**Records for this exercise**
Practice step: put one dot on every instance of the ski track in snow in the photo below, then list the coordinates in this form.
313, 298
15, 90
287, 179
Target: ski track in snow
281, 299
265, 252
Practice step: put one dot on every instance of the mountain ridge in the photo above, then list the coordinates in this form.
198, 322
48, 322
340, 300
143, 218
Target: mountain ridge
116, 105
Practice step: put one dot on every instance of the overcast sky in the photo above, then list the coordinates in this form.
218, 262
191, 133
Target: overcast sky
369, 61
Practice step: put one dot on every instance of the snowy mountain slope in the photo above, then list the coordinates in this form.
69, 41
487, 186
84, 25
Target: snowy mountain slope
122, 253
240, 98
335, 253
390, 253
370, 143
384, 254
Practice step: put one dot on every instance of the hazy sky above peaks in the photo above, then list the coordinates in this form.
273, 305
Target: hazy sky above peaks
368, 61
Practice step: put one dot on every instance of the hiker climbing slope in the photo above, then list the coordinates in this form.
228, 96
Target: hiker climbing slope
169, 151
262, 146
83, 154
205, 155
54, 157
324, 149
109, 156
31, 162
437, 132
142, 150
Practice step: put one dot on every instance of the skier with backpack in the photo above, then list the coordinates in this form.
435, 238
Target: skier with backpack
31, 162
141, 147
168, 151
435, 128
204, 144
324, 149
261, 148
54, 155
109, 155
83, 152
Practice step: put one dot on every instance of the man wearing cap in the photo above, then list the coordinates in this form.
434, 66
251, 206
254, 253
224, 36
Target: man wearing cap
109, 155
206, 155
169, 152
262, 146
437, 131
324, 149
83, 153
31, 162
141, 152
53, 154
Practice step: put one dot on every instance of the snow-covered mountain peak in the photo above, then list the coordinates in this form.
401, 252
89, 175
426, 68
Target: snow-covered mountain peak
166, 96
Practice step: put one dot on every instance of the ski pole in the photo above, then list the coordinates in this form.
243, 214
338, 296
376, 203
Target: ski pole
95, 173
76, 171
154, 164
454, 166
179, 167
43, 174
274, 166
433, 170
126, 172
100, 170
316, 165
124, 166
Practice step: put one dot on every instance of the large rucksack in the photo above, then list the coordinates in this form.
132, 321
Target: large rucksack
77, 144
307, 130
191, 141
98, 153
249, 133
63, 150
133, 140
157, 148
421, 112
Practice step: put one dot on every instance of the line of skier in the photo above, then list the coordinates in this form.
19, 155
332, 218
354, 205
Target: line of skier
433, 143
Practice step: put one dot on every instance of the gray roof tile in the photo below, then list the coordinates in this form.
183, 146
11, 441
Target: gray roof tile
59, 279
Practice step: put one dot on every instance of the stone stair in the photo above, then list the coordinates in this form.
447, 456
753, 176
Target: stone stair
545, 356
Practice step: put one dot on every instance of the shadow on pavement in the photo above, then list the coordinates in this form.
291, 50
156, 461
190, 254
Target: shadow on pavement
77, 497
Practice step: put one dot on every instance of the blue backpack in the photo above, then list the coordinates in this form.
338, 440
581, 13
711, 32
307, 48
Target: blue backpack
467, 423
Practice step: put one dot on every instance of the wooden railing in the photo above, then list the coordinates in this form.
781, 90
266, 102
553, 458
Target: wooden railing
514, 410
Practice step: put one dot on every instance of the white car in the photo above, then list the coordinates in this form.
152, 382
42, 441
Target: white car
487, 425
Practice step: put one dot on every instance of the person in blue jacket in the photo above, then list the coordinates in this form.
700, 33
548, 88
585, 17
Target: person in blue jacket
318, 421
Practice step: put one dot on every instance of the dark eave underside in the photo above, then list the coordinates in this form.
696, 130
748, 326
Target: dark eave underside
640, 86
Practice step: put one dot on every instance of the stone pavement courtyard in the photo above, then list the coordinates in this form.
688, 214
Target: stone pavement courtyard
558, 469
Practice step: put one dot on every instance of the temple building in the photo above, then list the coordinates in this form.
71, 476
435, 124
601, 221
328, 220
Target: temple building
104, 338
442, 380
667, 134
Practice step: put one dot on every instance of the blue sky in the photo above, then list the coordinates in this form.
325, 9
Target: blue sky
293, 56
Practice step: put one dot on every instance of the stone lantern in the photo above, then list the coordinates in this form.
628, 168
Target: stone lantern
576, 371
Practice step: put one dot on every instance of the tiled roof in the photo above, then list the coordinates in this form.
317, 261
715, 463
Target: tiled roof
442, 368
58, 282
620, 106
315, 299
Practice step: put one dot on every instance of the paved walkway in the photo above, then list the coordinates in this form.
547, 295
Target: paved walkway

**The task**
Please set down all the data word for word.

**Task answer**
Practice step: put one dot on every instance of the ski track in snow in the photo below, then list the coordinates in this form.
313, 298
15, 90
287, 179
Target: ski track in snow
281, 299
265, 252
Practice step: put one dot on every instance of the mountain ridge in the photo above, then list the coordinates in this form.
198, 322
48, 322
340, 300
143, 218
Target: mountain ridge
116, 105
Practice step: put one dot on every instance of the overcast sky in the photo above, then list the coordinates in this form.
218, 262
191, 133
Target: overcast sky
369, 61
Practice step: put one dot on every instance of the snowy mountain slope in the photo above, then list the coordinates in this form.
69, 41
487, 186
84, 25
Target: snowy mountain slope
122, 253
240, 98
335, 253
390, 253
370, 143
384, 254
Practice step: put one dot on every instance of the hazy sky above peaks in the photo above, then list the coordinates in this form.
273, 305
Target: hazy sky above peaks
368, 61
Practice step: put one dot on every instance of the hiker climbing slope in the photo above, then list the coordinates in this form.
228, 96
Target: hiker climbing slope
169, 151
262, 146
83, 154
205, 155
54, 157
324, 149
109, 156
31, 162
437, 132
142, 150
Practice step: put one dot on every instance of the skier with backpack in the photo above, then list the coordinates in this form.
435, 238
Target: skier with backpack
31, 162
141, 147
168, 151
435, 128
204, 144
324, 149
261, 148
54, 155
109, 155
83, 152
Practice step: put one dot on every instance of the man wearing cap in the photo above, then list the coordinates in this form.
434, 66
251, 206
254, 253
224, 36
Target: man wearing cap
109, 155
206, 155
169, 152
262, 146
437, 131
324, 149
83, 153
31, 162
141, 152
53, 154
Practice step: put one dot on every instance of the snow-covered mountain peak in the photo above, then list the coordinates in this form.
401, 252
89, 175
426, 68
Target: snow-covered mountain peak
166, 96
Practice step: put one dot on every instance of the ski pole in the photo above, then list the coordinates in this form.
243, 214
338, 296
376, 203
Target: ski pole
95, 173
76, 171
154, 164
454, 166
179, 167
43, 174
274, 166
433, 170
126, 172
100, 170
316, 165
124, 166
Practice step: put one dot on every instance of the large rucksack in the photo above, then list the coordinates in this form.
132, 321
Target: large rucksack
77, 144
307, 130
191, 141
98, 153
249, 133
63, 150
133, 140
157, 148
421, 112
Practice step: put one dot on every instance of the line of skier in the photo above, then list the coordinates in this form.
19, 155
332, 218
354, 205
Target: line of skier
433, 143
Practice step: put one dot on every instance of the gray roof tile in the photo below, then list the coordinates in this form.
183, 146
11, 441
Target: gray roof tile
59, 279
Practice step: put one dot on every instance of the stone stair in the photo above, then list the coordinates in this form.
447, 456
753, 176
Target: stone stair
545, 356
Practice step: put one dot on every instance of the shadow on pavement in the photo above, then list the coordinates in this form.
291, 50
156, 461
190, 254
Target: shadow on pavement
77, 497
Practice step: put one dot on every instance of the blue backpack in the photo above, then list the coordinates in this form.
338, 440
581, 13
711, 32
307, 48
Target: blue backpack
467, 423
Practice step: put one dot on every instance of the wooden railing in the photo above, then list the coordinates in this form.
781, 90
266, 102
553, 458
Target: wooden railing
514, 410
Practice step: put one dot on every instance of the white car in the photo above, then list the coordinates in this form.
152, 382
42, 441
Target: white car
487, 425
Practice step: put one dot on every instance of the person in blue jacket in the photo above, then list the coordinates in this form.
700, 33
548, 88
585, 17
Target: person in blue jacket
318, 421
Practice step: put one dot on every instance of the dark eave underside in the photo above, then list the coordinates in this form.
696, 130
748, 326
Target: dark eave underside
640, 86
Practice step: put one dot on every instance of the stone pavement courtyard in the photo above, then list the coordinates in this form.
688, 214
Target: stone pavement courtyard
558, 469
Practice step: put one dot on every instance of the temple building in the photo above, then list the coordinates in this form.
71, 476
435, 124
601, 221
328, 220
Target: temple building
104, 338
442, 380
667, 134
Practice step: put one dot on every instance of the blue sky in the photo above, then list the coordinates in this form.
325, 9
Target: blue sky
293, 56
Practice step: put one dot on every instance of the stone lantern in the photo above, then list the coordinates in this form.
628, 168
Target: stone lantern
576, 371
Practice step: put one dot on every instance of the tiled roof in the photo above, then list the coordinates in this form.
317, 261
715, 463
Target: tiled roof
442, 368
58, 282
620, 106
315, 299
Practice step: put one dot on every instance of the paved walkway in the photo above, then list the coordinates in this form.
547, 295
Target: paved walkway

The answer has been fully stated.